WHAT YOU ARE ASKED TO DO
Copy out the entries again from the line with "--target pale blue sky" to the line with "M 31 40 L 31", both of those lines included, keeping the requests as they are. Add 29 to every coordinate in the outlines given as answers, but leave the sample outlines unchanged.

══════════════════════════════

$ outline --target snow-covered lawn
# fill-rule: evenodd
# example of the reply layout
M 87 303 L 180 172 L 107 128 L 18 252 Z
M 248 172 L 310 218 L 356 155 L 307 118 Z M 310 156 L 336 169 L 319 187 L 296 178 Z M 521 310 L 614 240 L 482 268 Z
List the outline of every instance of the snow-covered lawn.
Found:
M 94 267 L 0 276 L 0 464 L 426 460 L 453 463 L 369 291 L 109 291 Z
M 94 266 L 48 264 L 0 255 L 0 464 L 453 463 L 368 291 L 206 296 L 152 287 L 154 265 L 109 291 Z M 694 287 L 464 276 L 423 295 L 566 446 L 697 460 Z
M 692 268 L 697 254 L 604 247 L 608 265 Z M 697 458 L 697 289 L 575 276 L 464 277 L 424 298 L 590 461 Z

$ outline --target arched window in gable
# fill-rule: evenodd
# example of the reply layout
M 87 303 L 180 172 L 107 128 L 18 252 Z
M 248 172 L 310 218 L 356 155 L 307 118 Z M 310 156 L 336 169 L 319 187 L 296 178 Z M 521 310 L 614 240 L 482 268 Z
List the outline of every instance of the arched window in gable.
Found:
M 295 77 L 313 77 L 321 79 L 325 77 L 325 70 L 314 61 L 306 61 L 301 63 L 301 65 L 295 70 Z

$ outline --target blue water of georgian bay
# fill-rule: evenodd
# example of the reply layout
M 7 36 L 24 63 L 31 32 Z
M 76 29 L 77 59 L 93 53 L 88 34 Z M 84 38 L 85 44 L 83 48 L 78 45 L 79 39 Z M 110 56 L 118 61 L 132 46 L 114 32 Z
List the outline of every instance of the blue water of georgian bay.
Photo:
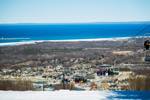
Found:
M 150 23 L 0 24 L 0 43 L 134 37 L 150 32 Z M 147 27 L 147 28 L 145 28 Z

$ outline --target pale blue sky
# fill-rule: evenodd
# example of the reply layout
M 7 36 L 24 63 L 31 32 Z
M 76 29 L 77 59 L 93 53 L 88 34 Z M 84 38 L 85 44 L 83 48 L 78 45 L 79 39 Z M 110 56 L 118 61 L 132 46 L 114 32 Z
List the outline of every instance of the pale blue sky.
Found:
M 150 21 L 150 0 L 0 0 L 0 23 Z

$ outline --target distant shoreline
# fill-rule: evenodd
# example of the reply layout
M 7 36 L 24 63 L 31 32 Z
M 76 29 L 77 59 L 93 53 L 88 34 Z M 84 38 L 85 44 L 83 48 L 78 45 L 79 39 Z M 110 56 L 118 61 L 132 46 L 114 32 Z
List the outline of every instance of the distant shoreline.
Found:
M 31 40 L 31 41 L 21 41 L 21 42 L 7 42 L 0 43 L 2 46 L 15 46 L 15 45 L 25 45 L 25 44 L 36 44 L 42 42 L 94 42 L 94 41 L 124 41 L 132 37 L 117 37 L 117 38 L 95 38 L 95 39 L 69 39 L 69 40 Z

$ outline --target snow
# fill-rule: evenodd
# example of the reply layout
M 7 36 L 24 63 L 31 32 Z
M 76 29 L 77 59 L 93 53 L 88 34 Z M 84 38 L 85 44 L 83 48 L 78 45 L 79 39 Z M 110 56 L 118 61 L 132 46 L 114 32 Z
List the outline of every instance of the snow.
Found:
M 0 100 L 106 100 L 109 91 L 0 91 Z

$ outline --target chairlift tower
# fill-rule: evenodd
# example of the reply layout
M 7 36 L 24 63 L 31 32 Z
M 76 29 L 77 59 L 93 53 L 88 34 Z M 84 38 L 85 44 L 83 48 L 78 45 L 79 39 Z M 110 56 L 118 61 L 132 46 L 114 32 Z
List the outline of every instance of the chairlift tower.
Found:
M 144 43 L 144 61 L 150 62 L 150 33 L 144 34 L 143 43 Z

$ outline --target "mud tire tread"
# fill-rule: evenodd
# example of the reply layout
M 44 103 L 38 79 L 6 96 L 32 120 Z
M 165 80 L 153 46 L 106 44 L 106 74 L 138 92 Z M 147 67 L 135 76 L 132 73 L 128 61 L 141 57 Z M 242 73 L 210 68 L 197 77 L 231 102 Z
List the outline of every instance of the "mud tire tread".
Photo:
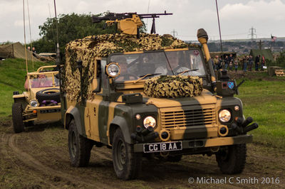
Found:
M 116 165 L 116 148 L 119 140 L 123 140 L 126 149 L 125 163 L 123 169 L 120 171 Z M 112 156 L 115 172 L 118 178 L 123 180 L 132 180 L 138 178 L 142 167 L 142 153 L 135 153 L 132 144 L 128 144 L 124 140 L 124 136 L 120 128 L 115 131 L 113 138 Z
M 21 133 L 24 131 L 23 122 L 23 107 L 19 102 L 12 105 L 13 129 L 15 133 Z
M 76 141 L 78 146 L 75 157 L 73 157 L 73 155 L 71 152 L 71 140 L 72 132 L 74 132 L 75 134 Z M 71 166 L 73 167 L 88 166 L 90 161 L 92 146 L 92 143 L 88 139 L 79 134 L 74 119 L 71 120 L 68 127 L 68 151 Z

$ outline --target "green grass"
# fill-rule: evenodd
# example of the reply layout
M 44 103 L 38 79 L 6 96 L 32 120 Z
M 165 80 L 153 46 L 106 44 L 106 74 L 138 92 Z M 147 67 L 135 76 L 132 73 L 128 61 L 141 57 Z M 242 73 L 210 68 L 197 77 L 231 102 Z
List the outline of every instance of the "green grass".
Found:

══════════════════════════════

RESULT FOR THIS TASK
$ outline --target pale blue sky
# fill-rule: evenodd
# example of the reply layout
M 7 36 L 24 63 L 31 32 Z
M 76 29 L 77 59 L 93 53 L 88 34 Z M 84 38 L 85 44 L 83 48 L 78 45 L 79 39 Z M 110 56 L 118 61 L 132 46 L 114 32 Z
List the outline of every instance of the pale blue sky.
Found:
M 179 50 L 179 29 L 29 29 L 29 52 Z

$ outline --target distant shoreline
# fill-rule: evenodd
# example of the reply layout
M 7 36 L 24 63 L 31 32 Z
M 76 29 L 77 59 L 93 53 L 88 34 Z M 84 38 L 85 44 L 83 48 L 78 45 L 79 39 Z M 110 56 L 118 61 L 132 46 L 114 32 Z
List the outline of every instance of the distant shoreline.
Found:
M 60 69 L 60 70 L 50 70 L 50 71 L 36 71 L 29 72 L 31 75 L 44 75 L 44 74 L 54 74 L 54 73 L 65 73 L 71 71 L 123 71 L 123 70 L 153 70 L 161 66 L 146 66 L 146 67 L 124 67 L 124 68 L 98 68 L 98 69 Z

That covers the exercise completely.